**EXERCISE MATERIALS**
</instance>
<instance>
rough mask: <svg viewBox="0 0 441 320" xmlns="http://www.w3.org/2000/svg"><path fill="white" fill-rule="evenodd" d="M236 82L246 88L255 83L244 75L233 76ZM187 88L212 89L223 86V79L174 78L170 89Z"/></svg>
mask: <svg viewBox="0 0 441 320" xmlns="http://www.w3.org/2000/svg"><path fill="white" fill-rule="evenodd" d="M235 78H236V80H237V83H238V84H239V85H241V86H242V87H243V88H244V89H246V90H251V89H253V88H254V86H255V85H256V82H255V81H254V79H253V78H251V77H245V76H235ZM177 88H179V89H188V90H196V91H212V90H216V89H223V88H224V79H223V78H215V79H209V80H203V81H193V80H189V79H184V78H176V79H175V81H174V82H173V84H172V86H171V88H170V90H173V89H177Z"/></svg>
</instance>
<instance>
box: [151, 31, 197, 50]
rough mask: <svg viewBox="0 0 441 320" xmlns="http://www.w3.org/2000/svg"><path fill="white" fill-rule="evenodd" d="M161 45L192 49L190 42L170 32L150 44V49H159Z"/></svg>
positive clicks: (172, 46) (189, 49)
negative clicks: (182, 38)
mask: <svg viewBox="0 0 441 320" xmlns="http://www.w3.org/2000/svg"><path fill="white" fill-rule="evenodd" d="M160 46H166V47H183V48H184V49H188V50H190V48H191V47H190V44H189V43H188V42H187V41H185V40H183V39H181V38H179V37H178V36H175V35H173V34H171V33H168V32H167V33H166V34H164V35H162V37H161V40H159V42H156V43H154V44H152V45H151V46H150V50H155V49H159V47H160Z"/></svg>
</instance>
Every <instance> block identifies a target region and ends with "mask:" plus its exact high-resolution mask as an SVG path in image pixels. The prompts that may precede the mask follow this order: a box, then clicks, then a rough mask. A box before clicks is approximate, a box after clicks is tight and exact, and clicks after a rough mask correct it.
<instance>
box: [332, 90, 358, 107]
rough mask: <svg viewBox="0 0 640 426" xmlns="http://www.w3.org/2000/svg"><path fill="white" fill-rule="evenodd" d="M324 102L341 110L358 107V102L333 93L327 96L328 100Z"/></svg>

**WHAT THE EXERCISE ASKS**
The entire listing is to be retyped exactly.

**RESPONSE AREA**
</instance>
<instance>
rough mask: <svg viewBox="0 0 441 320" xmlns="http://www.w3.org/2000/svg"><path fill="white" fill-rule="evenodd" d="M236 82L246 88L255 83L244 75L233 76ZM187 88L212 89L223 86V79L174 78L170 89Z"/></svg>
mask: <svg viewBox="0 0 441 320" xmlns="http://www.w3.org/2000/svg"><path fill="white" fill-rule="evenodd" d="M235 78H236V80H237V83H238V84H239V85H241V86H242V87H243V88H244V89H246V90H251V89H253V88H254V86H255V85H256V82H255V81H254V79H253V78H251V77H245V76H235ZM177 88H179V89H188V90H196V91H212V90H216V89H223V88H224V79H223V78H215V79H209V80H203V81H193V80H189V79H184V78H176V79H175V81H174V82H173V84H172V86H171V88H170V90H173V89H177Z"/></svg>
</instance>
<instance>
box: [151, 31, 197, 50]
rough mask: <svg viewBox="0 0 441 320" xmlns="http://www.w3.org/2000/svg"><path fill="white" fill-rule="evenodd" d="M161 45L192 49L190 42L170 32L150 44V49H159Z"/></svg>
positive clicks: (172, 46) (189, 49)
negative clicks: (182, 38)
mask: <svg viewBox="0 0 441 320" xmlns="http://www.w3.org/2000/svg"><path fill="white" fill-rule="evenodd" d="M160 46H166V47H183V48H184V49H188V50H190V48H191V47H190V44H189V43H188V42H187V41H185V40H183V39H181V38H179V37H178V36H175V35H173V34H171V33H168V32H167V33H166V34H164V35H162V37H161V40H159V42H156V43H154V44H152V45H151V46H150V50H155V49H159V47H160Z"/></svg>
</instance>
Every <instance> block identifies a target region and ends with "mask:" plus its exact high-resolution mask as an SVG path in image pixels. The prompts that may precede the mask follow this order: a box, then clicks, then a rough mask. A box before clicks is approximate, a box after clicks is tight and exact, and clicks after a rough mask correct it.
<instance>
box: [332, 90, 358, 107]
rough mask: <svg viewBox="0 0 640 426" xmlns="http://www.w3.org/2000/svg"><path fill="white" fill-rule="evenodd" d="M324 102L341 110L358 107V102L333 93L327 96L328 100Z"/></svg>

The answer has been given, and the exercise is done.